*Stated problem*. Turn the entries below into a Markdown table with two columns, No. for the row number and Text for the line, leaving out blank lines. Don't include the pictures.

____________________

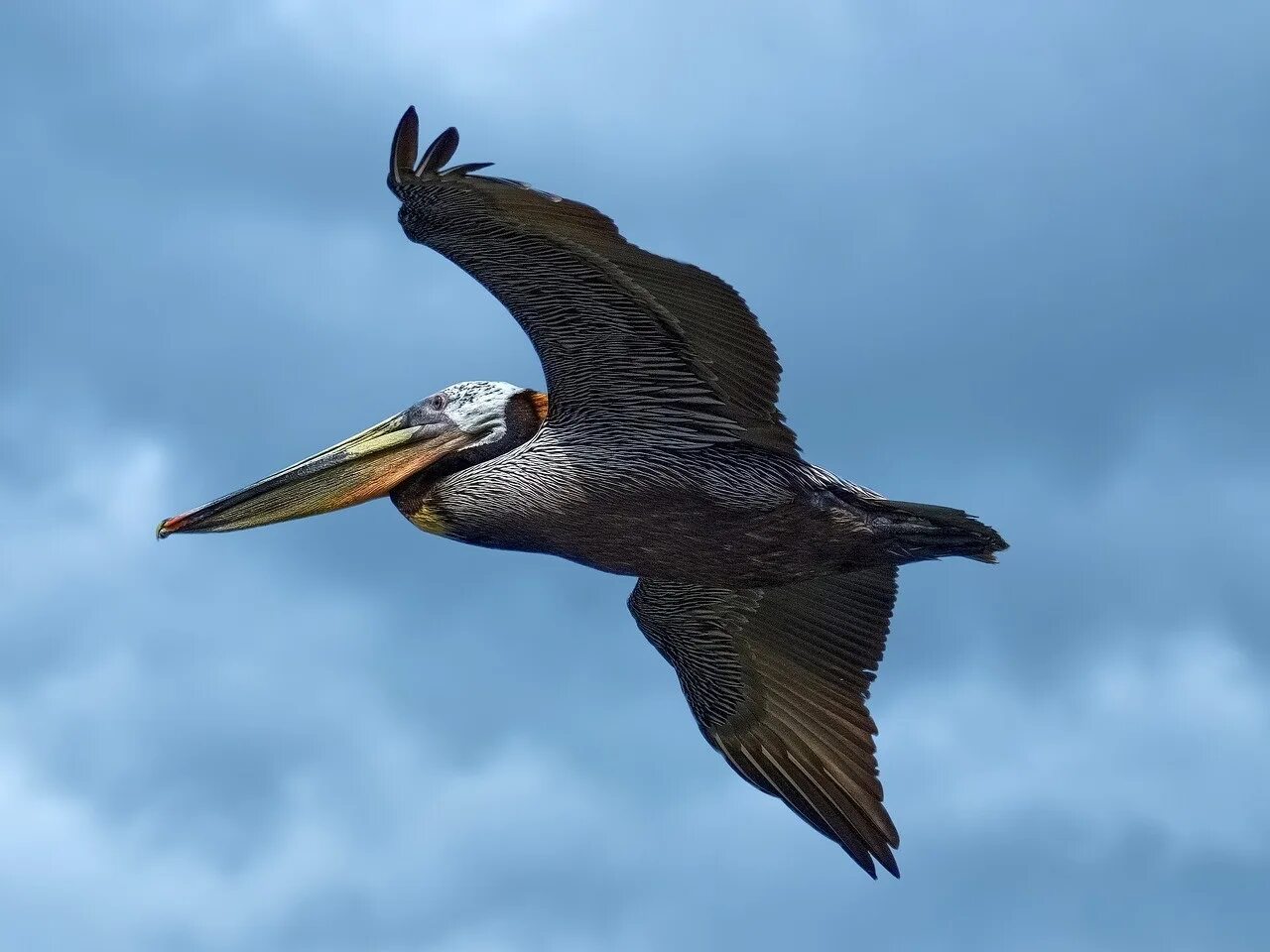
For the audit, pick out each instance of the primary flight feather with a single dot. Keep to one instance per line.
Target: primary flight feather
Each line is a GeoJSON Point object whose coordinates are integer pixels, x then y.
{"type": "Point", "coordinates": [657, 452]}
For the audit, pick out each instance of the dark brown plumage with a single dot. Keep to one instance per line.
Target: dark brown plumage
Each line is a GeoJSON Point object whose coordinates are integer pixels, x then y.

____________________

*Response to this exercise*.
| No. | Text |
|---|---|
| 1 | For the audit, pick out each instance of the primary flight feather with a single dot. Keep to one instance per line. |
| 2 | Target: primary flight feather |
| 3 | Each line is a GeoJSON Point object whose coordinates are integer pixels, x then y. |
| 4 | {"type": "Point", "coordinates": [657, 452]} |
| 5 | For the audit, pick out each instance of the dark brown plumage with a single dot. Keep to one instance per line. |
| 6 | Target: dark brown plumage |
| 7 | Each line is a GeoJSON Point object whose coordinates are integer pixels, x then y. |